_ФРАГМЕНТ ДОКУМЕНТА:_
◆ ◆ ◆ ◆ ◆

Комитет Стандартов — это нынешний Ленинский проспект 9, я искал фотографии старой гимназии на этом месте, но не нашел. Прямо за Комитетом Стандартов стоит школа №16, которая была, как и наша школа, построена в 1940 году, видимо взамен гимназии, но неизвестно, была ли сразу при этом снесена гимназия или нет. Есть фото 1966 года со встречи Де Голля, там за забором идет стройка Комитета Стандартов, за ним школа №16.
Из романа «Время и место»:
«Лютый морозный день, очень яркий, солнечный, всю ночь шел снег, и Калужская была завалена снегом, троллейбусы еле двигались, на большой перемене мы бежали через улицу, и было похоже, будто бежим по снежному полю».
«Во время войны парк был пуст и тих, на набережной, где раньше бывали гулянья, колыхались громадными серебристыми облаками отдыхающие аэростаты. Вечером они поднимались на невидимых паутинках в небо и ослепительно горели на солнце. Они напоминали чудовищного размера коконы, из которых должны были когда-нибудь появиться фантастические бабочки. Может быть, они и появились. Я редко бываю в парке. И не имею представления о том, что там сейчас происходит…»

◆ ◆ ◆ ◆ ◆

_УСЛОВИЕ ЗАДАНИЯ:_ Напишите продолжение фрагмента о старой Калужской улице, начав сразу после его последнего предложения. Записи никак не связаны с фрагментом о старой Калужской улице.

(Записи коллекции)
◆ ◆ ◆ ◆ ◆

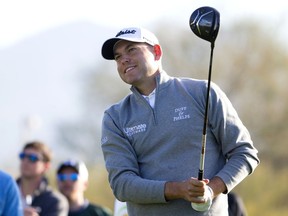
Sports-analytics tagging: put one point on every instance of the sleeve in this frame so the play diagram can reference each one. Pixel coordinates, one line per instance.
(237, 146)
(123, 170)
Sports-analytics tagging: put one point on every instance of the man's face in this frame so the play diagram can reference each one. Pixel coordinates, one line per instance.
(70, 184)
(136, 62)
(32, 164)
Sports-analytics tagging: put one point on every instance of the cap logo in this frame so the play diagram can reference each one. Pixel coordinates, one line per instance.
(126, 32)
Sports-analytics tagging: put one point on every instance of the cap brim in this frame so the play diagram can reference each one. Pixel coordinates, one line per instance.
(107, 48)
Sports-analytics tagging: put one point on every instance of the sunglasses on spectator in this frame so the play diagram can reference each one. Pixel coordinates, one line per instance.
(31, 157)
(64, 177)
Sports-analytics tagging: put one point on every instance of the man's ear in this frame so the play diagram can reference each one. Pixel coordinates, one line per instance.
(157, 51)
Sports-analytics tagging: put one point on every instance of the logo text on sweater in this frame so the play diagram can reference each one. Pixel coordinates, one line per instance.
(181, 114)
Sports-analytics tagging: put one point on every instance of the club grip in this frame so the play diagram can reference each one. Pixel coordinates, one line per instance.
(200, 175)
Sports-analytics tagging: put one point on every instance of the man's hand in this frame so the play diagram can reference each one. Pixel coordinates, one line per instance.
(190, 190)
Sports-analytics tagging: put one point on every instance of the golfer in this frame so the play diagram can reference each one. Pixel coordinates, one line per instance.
(151, 140)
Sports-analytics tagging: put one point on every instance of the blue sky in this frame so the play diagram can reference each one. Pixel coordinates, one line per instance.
(20, 19)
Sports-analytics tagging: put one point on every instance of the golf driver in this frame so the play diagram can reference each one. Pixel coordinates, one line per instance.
(205, 23)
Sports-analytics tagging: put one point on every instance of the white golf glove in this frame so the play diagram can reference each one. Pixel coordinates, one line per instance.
(208, 196)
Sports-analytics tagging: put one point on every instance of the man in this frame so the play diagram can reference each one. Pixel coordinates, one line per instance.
(37, 196)
(10, 203)
(72, 181)
(151, 140)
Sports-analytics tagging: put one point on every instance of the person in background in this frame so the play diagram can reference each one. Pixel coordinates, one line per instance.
(151, 139)
(38, 197)
(120, 208)
(72, 182)
(10, 202)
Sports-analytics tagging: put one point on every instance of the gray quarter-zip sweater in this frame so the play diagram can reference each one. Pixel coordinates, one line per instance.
(144, 147)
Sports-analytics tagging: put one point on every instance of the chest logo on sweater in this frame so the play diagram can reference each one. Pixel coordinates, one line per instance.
(130, 131)
(181, 114)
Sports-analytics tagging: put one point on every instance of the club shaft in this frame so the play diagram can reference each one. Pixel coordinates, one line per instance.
(203, 149)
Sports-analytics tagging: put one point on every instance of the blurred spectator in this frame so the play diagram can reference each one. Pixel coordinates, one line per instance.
(10, 203)
(38, 197)
(72, 181)
(235, 205)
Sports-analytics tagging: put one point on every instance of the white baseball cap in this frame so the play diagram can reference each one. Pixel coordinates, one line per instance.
(134, 34)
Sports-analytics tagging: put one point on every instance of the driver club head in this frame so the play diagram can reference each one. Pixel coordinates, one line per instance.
(205, 23)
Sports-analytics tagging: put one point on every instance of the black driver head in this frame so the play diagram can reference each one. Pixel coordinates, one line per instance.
(205, 23)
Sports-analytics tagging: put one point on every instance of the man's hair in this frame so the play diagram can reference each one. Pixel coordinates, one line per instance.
(41, 147)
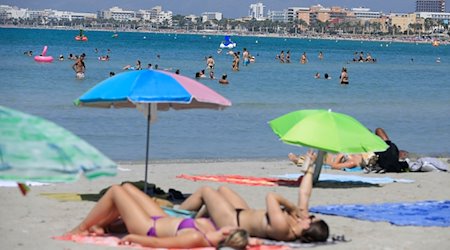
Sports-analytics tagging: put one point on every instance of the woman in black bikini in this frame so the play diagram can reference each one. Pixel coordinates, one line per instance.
(148, 224)
(282, 220)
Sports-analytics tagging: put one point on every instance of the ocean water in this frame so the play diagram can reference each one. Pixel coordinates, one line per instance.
(406, 92)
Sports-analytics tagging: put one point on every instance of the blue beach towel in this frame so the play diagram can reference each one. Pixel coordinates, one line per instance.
(350, 178)
(422, 213)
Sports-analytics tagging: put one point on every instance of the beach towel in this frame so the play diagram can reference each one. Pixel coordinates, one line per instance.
(421, 213)
(113, 241)
(289, 179)
(4, 183)
(349, 178)
(243, 180)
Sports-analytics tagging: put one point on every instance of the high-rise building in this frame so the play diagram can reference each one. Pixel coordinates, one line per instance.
(257, 11)
(430, 6)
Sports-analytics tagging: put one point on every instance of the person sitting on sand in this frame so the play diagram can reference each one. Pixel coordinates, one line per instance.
(336, 161)
(148, 224)
(389, 160)
(282, 220)
(223, 79)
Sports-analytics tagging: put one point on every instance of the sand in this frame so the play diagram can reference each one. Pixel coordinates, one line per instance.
(29, 222)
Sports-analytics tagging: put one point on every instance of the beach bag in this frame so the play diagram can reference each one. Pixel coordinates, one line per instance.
(428, 164)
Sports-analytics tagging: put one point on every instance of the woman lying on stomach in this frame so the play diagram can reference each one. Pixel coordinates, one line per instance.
(148, 224)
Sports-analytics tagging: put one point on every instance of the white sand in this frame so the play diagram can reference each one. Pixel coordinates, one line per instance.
(29, 222)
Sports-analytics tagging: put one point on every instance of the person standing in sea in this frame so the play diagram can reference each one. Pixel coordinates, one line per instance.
(303, 59)
(344, 76)
(245, 57)
(210, 63)
(79, 67)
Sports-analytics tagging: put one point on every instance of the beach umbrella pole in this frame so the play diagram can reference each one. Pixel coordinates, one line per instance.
(147, 148)
(318, 168)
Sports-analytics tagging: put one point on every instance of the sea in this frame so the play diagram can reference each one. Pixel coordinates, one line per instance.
(406, 91)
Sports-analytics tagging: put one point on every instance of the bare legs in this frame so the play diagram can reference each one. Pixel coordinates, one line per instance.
(220, 209)
(133, 206)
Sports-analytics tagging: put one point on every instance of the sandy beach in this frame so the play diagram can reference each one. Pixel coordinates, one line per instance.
(29, 222)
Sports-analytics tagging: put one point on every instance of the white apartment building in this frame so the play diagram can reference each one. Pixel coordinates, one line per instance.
(278, 16)
(118, 14)
(365, 13)
(206, 16)
(257, 11)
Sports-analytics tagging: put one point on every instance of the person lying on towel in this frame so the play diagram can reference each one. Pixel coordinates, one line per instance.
(148, 224)
(282, 220)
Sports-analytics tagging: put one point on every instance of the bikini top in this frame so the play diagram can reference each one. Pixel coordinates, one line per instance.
(185, 223)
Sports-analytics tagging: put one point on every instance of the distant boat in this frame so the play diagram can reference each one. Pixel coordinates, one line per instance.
(227, 43)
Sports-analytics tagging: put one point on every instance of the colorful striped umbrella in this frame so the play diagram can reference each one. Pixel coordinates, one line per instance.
(152, 90)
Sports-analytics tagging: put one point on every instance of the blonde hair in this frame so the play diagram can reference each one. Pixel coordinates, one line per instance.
(237, 240)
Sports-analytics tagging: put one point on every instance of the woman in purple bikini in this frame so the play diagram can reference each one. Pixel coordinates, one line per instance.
(281, 220)
(148, 224)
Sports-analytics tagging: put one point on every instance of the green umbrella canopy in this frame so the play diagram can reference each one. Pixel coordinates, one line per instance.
(326, 130)
(35, 149)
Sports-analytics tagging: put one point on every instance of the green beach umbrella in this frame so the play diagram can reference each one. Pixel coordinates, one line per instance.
(326, 131)
(35, 149)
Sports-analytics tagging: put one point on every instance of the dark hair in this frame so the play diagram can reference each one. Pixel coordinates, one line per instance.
(317, 231)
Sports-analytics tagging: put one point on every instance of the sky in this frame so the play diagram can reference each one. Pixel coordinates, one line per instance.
(229, 8)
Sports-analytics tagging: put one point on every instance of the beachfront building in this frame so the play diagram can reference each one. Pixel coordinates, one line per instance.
(292, 12)
(365, 13)
(278, 16)
(208, 16)
(430, 6)
(256, 11)
(12, 12)
(406, 23)
(117, 14)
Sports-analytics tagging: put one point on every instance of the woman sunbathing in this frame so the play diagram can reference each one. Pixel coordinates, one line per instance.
(148, 224)
(282, 220)
(336, 161)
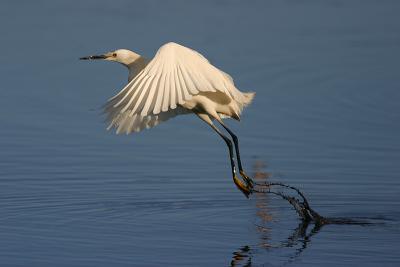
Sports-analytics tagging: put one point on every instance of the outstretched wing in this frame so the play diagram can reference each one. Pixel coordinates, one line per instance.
(173, 76)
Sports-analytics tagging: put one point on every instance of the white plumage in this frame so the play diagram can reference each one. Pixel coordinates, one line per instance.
(178, 80)
(160, 90)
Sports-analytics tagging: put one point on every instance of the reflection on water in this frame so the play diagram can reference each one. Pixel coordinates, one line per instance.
(301, 235)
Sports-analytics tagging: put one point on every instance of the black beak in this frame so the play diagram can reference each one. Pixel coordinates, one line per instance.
(93, 57)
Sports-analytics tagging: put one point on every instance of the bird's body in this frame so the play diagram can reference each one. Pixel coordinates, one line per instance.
(178, 80)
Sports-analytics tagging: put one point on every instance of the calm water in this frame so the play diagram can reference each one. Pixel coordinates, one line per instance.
(326, 119)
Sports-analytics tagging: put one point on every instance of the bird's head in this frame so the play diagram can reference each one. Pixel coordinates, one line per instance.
(123, 56)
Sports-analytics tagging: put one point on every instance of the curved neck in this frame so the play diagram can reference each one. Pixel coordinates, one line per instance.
(134, 62)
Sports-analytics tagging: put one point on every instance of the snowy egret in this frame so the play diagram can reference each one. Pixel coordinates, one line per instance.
(178, 80)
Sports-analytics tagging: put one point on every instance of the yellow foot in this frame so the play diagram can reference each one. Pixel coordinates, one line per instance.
(242, 187)
(247, 180)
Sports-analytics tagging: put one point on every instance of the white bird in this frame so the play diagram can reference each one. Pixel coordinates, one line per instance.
(178, 80)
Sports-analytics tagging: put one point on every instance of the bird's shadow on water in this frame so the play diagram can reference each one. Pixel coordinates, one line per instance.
(311, 222)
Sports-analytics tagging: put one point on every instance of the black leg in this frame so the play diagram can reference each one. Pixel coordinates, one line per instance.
(245, 189)
(236, 142)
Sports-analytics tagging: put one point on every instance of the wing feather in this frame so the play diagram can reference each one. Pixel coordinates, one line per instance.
(173, 76)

◆ ◆ ◆ ◆ ◆

_ОТВЕТ НА ЗАДАНИЕ:_
В классе Капицы учились дети Микояна и племянник Кагановича. По воспоминаниям Ирины Николаевны Дыренковой — мамы Иосифа Вольфсона — однажды на перемене Сергей Капица с криком «Бей наркомчиков!» набросился на «элиту» с кулаками. После чего его и его перевели в школу«понароднее», то есть в нашу школу — №8, на Большой Калужской, недалеко от дома на Воробьевском шоссе 2, где теперь музей Петра Капицы. В ней Капица окончил 6-й класс. Любил захаживать в Минералогический Музей как в юности так и в зрелом возрасте.Ну а в наши времена в школе учились обе дочери Сергея Петровича — Варвара и Мария. Старшая старше нас на год, а младшая младше на 4 года. Фото из Минералогического Музея!
К сожалению Каминский нынче мало кому известен, это связано в том числе и с неудачным окончанием карьеры, а создал он в Москве очень много — собор Николо-Угрешского монастыря, биржа на Ильинке, Александро-Мариинское училище на Большой Ордынке и многое другое.
Его учителем был К.А.Тон, одним из учеников — Ф.Шехтель, а женат Каминский был на сестре Павла Третьякова, для которого много строил. Представлял направление поздней эклектики с элементами модерна, готики и других стилей.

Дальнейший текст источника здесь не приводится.